Document text START

JUSTL participant: Dr Raymond Kwan Keung Leung

21 May 2020

Dr Raymond Kwan Keung Leung has just started his Senior Residency training in Psychiatry in Tai Po Hospital. He obtained his PhD degree in 2010 from the Department of Physiology at the Chinese University of Hong Kong under the supervision of Prof Po Sing Leung, where he investigated the effect of hyperglycemia on the expression of the angiotensin II type 1 receptor and on the secretion of insulin in pancreatic β-cells. In addition, he demonstrated that the angiotensin II type 2 receptor regulates pancreatic endocrine cell development using a human stem cell model. After finishing his PhD, Dr Leung decided to continue his education and he started medical school, again at The Chinese University of Hong Kong. He finished his basic medical degree in 2015, and followed this with a year of internship training in different specialties, after which he started 3 years junior training in Psychiatry.

Current Work

During the three years of his Senior Residency, Dr Leung will be specialising in General Adult Psychiatry, treating people between the ages of 18 to 65 years. He first experienced psychiatry during his 4th year of medical school when he had a 2-month attachment in a mental health hospital. He realised at that point that many of the patients had fewer opportunities to get good medical care such that when they described physical complaints, these were assumed to have been fabricated due to their mental disabilities. Dr Leung described these people as being under-privileged in the medical system and, wanting to make a difference and help them, he decided to specialise in psychiatry. Dr Leung also believes that in psychiatry, there is a greater capacity for research especially with regards to understanding the disorders and for developing new treatments and therapies.

JUSTL Programme

Dr Leung participated in the 2008 JUSTL programme. He was mentored by one of the JUSTL Co-directors, Dr Karen Crawford (St. Mary’s College of Maryland), and he worked with her on a project investigating different aspects of the development of the long-finned squid, Doryteuthis pealei. Dr Leung commented that the JUSTL programme gave him a unique opportunity to conduct scientific research and try new techniques without the stress experienced by most if not all graduate students of having to collect publication quality data. In his end-of-programme report, Dr Leung described Dr Crawford as being “a passionate scientist, an energetic teacher and a good friend. She taught me how I should enjoy life with science.” He also said that: “The MBL….is a great platform for knowledge interflow” and “I start to understand why so many worldwide scientists move to Woods Hole every [summer]; it is an amazing place for sharing science.” Dr Leung said that during his two months at the MBL, he got to make friends not just with the other JUSTL participants but also with some of the local students. Indeed, one American student who they became friends with, subsequently came to Hong Kong and was an exchange student at The Chinese University of Hong Kong for several months.

Document text END

Assignment 1 –
Which years appear anywhere in the profile of Dr Raymond Kwan Keung Leung, including its date line?
Assignment 2 –
Could you carry on the profile of Dr Leung, starting right after its final sentence?

Supplied information START

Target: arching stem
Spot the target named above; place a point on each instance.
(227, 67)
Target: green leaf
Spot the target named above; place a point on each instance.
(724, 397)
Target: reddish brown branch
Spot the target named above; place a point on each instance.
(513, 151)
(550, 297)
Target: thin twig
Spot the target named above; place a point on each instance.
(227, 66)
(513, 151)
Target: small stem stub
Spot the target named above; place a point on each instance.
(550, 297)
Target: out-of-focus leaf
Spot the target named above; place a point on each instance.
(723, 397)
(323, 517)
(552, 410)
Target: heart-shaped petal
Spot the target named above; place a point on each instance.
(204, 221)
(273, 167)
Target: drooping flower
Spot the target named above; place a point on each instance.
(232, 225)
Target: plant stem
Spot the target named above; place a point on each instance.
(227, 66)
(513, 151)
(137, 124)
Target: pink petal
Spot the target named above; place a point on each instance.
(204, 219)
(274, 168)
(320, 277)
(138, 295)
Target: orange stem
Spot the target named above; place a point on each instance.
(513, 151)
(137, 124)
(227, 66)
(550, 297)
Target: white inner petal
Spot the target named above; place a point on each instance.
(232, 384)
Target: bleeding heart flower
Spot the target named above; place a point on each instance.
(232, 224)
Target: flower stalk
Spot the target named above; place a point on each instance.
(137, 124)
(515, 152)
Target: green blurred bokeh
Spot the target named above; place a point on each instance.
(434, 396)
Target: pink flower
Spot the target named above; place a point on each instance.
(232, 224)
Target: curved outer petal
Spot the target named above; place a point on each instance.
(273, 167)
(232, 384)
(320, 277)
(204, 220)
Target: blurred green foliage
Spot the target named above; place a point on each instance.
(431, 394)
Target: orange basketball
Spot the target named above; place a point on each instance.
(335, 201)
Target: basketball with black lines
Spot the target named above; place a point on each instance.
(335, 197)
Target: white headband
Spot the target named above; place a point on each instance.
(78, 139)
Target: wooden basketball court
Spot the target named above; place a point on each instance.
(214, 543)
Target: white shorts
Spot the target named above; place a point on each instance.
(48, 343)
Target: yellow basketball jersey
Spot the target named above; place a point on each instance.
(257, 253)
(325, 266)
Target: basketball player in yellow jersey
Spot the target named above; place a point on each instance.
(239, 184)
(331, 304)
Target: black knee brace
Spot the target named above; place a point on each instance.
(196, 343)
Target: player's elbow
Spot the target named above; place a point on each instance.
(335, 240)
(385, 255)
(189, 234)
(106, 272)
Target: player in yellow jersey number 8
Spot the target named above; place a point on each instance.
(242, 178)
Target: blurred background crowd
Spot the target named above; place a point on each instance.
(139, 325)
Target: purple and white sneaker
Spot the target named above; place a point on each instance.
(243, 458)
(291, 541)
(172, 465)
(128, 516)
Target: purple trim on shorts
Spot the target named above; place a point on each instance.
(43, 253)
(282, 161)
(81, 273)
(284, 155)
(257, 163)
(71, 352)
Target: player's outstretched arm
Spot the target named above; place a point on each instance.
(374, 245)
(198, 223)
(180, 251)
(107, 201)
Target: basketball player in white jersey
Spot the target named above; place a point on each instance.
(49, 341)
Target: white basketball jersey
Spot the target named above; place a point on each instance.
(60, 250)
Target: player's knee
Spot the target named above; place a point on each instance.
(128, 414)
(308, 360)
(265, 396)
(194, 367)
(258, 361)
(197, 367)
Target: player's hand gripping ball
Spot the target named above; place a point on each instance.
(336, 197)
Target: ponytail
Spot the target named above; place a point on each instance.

Supplied information END

Answer section 1 –
2020, 2010, 2015, 2008

Answer section 2 –
[She is] a passionate scientist, an energetic teacher and a good friend. She taught me how I should enjoy life with science.” (Dr Leung about his mentor, Dr Karen Crawford).

When I asked Dr Leung if participating in the JUSTL programme helped to shape his career, he replied definitely yes. He told me: “I remember one day in the JUSTL programme I was struggling to decide whether to go to medical school or to continue my life doing research as a post-doc. I wanted to have a more clinical approach to my research. I talked about this with Karen [Crawford] and she told me to imagine what I wanted to be doing in 10 years’ time. That was the time that I realized that I really wanted to become a medical doctor.” Dr Leung has not completely discounted working in research again though. He mentioned that given the opportunity, and given his experience in psychiatry, at some point he would be interested in conducting research in the field of neuroscience.

Dr Leung finished by telling me that having the chance to spend two months away from Hong Kong at the MBL and interacting with scientists from all over the world gave him a lot of ideas and allowed him to take a step back to think about what he wanted to do with his life.